- Objective 1:
List every power tool named in the passage on stonemasonry tools.

- Provided passage:
===

Stonemasons use a wide variety of tools to handle and shape stone blocks (ashlar) and slabs into finished articles. The basic tools for shaping the stone are a mallet, chisels, and a metal straight edge. With these one can make a flat surface – the basis of all stonemasonry.

Chisels come in a variety of sizes and shapes, dependent upon the function for which they are being used and have many different names depending on locality. There are different chisels for different materials and sizes of material being worked, for removing large amounts of material and for putting a fine finish on the stone. A drove chisel is used for smoothing off roughly finished stones.

Mixing mortar is normally done today with mortar mixers which usually use a rotating drum or rotating paddles to mix the mortar.

The masonry trowel is used for the application of the mortar between and around the stones as they are set into place. Filling in the gaps (joints) with mortar is referred to as pointing. Pointing in smaller joints can be accomplished using tuck pointers, pointing trowels, and margin trowels, among other tools.

A mason's hammer has a long thin head and is called a Punch Hammer. It would be used with a chisel or splitter for a variety of purposes

A walling hammer (catchy hammer) can be used in place of a hammer and chisel or pincher to produce rubble or pinnings or snecks.

Stonemasons use a lewis together with a crane or block and tackle to hoist building stones into place.

Today power tools such as compressed-air chisels, abrasive spinners, and angle grinders are much used: these save time and money, but are hazardous and require just as much skill as the hand tools that they augment. But many of the basic tools of stonemasonry have remained virtually the same throughout vast amounts of time, even thousands of years, for instance when comparing chisels that can be bought today with chisels found at the pyramids of Giza the common sizes and shapes are virtually unchanged.

===

- Information shown:
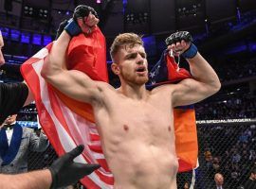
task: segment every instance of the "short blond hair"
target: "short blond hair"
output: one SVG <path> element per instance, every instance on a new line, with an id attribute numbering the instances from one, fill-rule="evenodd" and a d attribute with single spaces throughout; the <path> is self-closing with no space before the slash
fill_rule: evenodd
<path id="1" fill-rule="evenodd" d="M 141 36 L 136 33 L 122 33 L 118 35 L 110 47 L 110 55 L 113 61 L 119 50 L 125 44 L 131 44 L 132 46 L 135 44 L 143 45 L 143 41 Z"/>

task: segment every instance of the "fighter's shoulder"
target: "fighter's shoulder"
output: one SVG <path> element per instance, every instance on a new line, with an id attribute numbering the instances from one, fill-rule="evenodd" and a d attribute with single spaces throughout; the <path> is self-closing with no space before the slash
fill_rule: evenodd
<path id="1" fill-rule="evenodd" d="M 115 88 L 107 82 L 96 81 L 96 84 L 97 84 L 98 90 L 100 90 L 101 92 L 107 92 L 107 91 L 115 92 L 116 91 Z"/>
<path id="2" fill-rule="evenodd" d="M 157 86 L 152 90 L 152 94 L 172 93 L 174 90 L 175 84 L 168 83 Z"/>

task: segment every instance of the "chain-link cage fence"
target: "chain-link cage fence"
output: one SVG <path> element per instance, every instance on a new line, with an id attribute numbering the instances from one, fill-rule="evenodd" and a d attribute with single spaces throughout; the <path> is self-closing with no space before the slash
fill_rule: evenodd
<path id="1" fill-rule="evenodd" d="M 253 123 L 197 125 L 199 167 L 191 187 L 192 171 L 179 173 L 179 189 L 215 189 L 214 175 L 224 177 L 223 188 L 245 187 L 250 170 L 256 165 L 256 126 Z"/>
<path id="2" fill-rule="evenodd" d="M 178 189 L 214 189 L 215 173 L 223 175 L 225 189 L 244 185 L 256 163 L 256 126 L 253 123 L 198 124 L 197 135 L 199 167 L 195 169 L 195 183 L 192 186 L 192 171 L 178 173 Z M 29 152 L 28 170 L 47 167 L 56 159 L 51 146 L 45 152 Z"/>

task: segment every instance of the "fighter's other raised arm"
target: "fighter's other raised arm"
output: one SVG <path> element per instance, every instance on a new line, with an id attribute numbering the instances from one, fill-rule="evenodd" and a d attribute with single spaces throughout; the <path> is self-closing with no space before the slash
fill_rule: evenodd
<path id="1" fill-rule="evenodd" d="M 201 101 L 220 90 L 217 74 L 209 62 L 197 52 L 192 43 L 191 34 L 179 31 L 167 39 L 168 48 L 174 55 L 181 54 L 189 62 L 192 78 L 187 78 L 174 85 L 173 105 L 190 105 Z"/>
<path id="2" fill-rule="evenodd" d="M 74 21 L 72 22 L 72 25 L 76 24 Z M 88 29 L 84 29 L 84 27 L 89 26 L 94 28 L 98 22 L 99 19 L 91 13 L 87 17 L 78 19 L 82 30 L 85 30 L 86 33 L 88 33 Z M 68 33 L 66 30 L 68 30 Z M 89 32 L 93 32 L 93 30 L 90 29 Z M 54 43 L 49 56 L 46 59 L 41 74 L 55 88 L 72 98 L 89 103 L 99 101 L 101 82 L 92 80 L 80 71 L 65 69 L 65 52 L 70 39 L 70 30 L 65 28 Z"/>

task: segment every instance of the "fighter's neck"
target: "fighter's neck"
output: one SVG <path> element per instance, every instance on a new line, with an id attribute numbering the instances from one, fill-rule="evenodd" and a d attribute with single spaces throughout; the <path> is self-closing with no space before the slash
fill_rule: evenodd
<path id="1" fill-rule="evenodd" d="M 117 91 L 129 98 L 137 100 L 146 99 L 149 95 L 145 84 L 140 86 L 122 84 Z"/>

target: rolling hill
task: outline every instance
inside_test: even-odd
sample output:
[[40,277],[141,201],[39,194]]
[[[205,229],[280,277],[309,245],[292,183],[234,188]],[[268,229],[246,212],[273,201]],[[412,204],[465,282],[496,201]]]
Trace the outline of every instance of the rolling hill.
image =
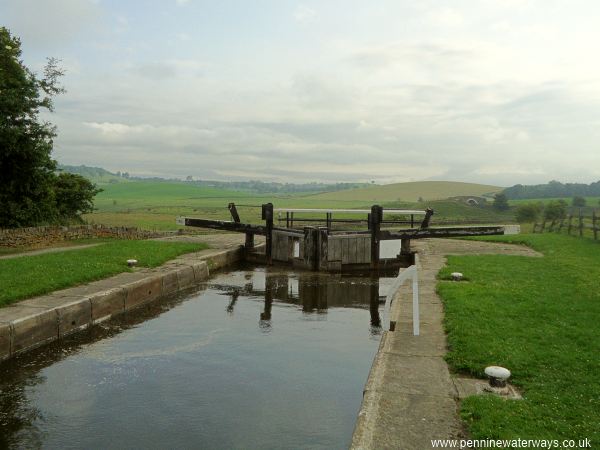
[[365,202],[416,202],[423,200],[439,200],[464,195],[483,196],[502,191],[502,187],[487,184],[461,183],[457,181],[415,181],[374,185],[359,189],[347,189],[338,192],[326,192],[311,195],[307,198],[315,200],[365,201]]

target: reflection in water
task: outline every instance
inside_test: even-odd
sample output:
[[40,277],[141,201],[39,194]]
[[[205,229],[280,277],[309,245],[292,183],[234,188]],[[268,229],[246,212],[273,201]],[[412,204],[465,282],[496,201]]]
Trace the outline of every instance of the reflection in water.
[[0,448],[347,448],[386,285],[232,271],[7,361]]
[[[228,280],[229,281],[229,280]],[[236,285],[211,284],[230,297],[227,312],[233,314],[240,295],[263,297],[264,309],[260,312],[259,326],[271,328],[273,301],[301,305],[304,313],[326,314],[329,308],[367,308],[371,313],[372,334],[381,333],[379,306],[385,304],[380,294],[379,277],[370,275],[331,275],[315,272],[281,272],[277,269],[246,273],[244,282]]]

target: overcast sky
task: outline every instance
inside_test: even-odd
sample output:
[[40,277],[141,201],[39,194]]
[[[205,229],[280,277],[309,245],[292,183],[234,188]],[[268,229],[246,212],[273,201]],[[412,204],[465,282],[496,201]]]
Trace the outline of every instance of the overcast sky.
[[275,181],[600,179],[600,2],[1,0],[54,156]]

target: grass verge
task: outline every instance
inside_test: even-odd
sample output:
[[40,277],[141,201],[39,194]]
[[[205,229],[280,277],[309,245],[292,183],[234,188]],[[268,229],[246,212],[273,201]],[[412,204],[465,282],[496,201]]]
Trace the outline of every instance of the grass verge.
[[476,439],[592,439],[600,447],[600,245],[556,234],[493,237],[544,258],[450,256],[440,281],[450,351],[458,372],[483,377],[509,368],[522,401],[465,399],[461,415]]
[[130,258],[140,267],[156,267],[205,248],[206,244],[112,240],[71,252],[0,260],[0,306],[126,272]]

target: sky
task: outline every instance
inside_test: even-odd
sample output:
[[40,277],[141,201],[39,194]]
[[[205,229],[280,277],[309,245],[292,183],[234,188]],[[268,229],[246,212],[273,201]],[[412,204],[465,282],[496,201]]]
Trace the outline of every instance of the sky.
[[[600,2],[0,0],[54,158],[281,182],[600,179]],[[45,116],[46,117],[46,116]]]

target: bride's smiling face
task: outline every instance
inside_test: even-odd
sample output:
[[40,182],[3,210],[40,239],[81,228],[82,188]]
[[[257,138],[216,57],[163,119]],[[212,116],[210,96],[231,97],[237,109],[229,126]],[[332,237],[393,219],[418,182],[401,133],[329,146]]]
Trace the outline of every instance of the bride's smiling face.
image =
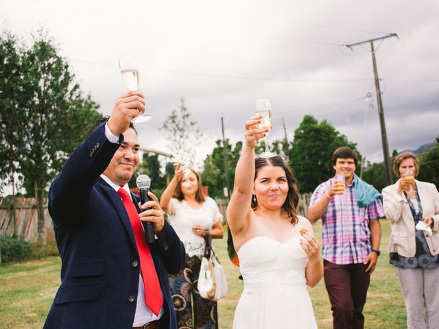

===

- Objective 2:
In the rows, change "shoulder" to "upper arm" from the first row up to and including the line with "157 86 L 152", and give those lines without the pictures.

- Complete output 1:
compressed-air chisels, abrasive spinners, angle grinders

- Complete output 2:
task: segment every instance of the "short blond hair"
target: "short blond hair"
output: one SVG <path> element per instance, every instance on a new line, with an id attribute numbering the instances from one, fill-rule="evenodd" and a d attribute with single spaces throughout; the <path> is self-closing with no space before the slash
fill_rule: evenodd
<path id="1" fill-rule="evenodd" d="M 141 36 L 136 33 L 122 33 L 118 35 L 110 47 L 110 55 L 113 61 L 119 50 L 125 44 L 131 44 L 132 46 L 135 44 L 143 45 L 143 41 Z"/>

task: segment every instance of the "fighter's upper arm"
target: "fighter's upper arm"
output: one SVG <path> element per instance, every instance on a new line, with an id attribute numbering the instances from one, fill-rule="evenodd" and a d attribute with single spaces throughout; the <path> is self-closing with no space before the slash
fill_rule: evenodd
<path id="1" fill-rule="evenodd" d="M 115 88 L 107 82 L 96 81 L 96 84 L 97 84 L 98 90 L 100 90 L 101 92 L 107 92 L 107 91 L 115 92 L 116 91 Z"/>
<path id="2" fill-rule="evenodd" d="M 157 86 L 152 90 L 152 94 L 172 93 L 174 90 L 175 84 L 168 83 Z"/>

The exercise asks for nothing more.